EL MUNDO › A UN LUSTRO DE LA INVASIóN DE IRAK, EL TEJIDO SOCIAL ESTá ROTO Y CUNDE EL DESAMPARO

Cinco años que destruyeron un pueblo

Con el 60 por ciento de desocupación, imperan la ley de la selva y la sangría interétnica. Hay menos violencia, pero muy pocas esperanzas de que el futuro será más favorable.

 Por Angeles Espinosa *

Desde Bagdad

La vida de Hazim al M. se ha desmoronado con su país. Este iraquí emprendedor, que hace cinco años veía por fin despegar su pequeño negocio de venta de sanitarios, pasa ahora las mañanas sentado en un café de Hay al Darag con la mirada perdida y el té enfriándose sobre la mesa. “No me voy a quedar en casa como una mujer”, justifica. La imposibilidad de ganar un sueldo para mantener a su esposa y su hijo es la última humillación en una sociedad aún profundamente patriarcal. Al menos el 60 por ciento de la población activa se encuentra desocupada. Más allá de las recientes mejoras en la seguridad, la destrucción del tejido social ha dejado a los iraquíes desamparados.

“Incluso después de la invasión logré algunos contratos para instalar cuartos de baño en centros de salud aquí en Bagdad y en Diyala, aunque enseguida llegaron las coacciones”, manifiesta con amargura. Pero fue el atentado contra la Mezquita de Samarra en 2006 lo que terminó de enterrar sus esperanzas. “La vida se paró”, recuerda. “Tuve que cerrar la tienda en Al Kifah por temor a que me secuestraran. Varios vecinos me advirtieron a raíz de que el Ejército del Mahdi se llevó a otro comerciante y no lo soltó hasta que su familia pagó 80.000 dólares. No fui el único. Tres se fueron al norte y otro a Egipto.”

Hazim es sunnita y el Ejército del Mahdi que tomó el control de Al Kifah es una milicia chiíta, pero se niega a aceptar que las diferencias religiosas estén en la base de la lucha fratricida que desangra su país. “Nadie está seguro, sea sunnita o chiíta. Quienes tienen armas imponen su ley, sean los del Mahdi u otros”, subraya mientras busca con la mirada la aprobación de Alí, su amigo del alma chiíta que me ha llevado hasta él. Ambos sirvieron juntos en la guerra contra Irán.

(Registros de anotación de contornos)
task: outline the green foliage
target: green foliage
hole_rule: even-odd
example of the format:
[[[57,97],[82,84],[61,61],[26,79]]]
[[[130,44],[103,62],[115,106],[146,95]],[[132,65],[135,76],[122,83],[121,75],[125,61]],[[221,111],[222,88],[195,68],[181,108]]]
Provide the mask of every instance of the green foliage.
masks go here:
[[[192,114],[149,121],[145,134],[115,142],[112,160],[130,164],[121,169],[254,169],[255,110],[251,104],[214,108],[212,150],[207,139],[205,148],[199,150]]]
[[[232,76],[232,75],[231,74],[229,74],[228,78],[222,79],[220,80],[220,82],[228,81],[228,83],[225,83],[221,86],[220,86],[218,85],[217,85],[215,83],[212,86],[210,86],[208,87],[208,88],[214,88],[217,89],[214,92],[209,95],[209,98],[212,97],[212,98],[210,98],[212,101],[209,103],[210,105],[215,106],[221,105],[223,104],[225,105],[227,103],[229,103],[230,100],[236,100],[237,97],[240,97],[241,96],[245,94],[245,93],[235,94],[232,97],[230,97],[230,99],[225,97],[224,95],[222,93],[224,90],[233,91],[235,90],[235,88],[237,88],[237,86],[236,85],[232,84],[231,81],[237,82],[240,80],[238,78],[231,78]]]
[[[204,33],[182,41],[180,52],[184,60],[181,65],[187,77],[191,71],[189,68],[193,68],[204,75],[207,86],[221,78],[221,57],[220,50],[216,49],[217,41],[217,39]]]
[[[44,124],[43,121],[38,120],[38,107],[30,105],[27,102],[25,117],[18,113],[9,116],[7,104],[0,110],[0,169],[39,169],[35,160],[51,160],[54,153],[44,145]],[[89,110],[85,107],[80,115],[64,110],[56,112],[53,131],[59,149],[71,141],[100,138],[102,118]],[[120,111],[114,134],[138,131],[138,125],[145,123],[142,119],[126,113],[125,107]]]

- _Descripción del ejercicio_
Contesta con datos del artículo sobre Irak:
(a) ¿Qué vendía el pequeño negocio de Hazim?
(b) ¿Qué hecho de 2006 terminó de enterrar sus esperanzas?
(c) ¿En qué guerra sirvieron juntos Hazim y Alí?
Usa solo el artículo sobre Irak para responder.

- _Respuesta_
(a) Sanitarios.
(b) El atentado contra la Mezquita de Samarra.
(c) En la guerra contra Irán.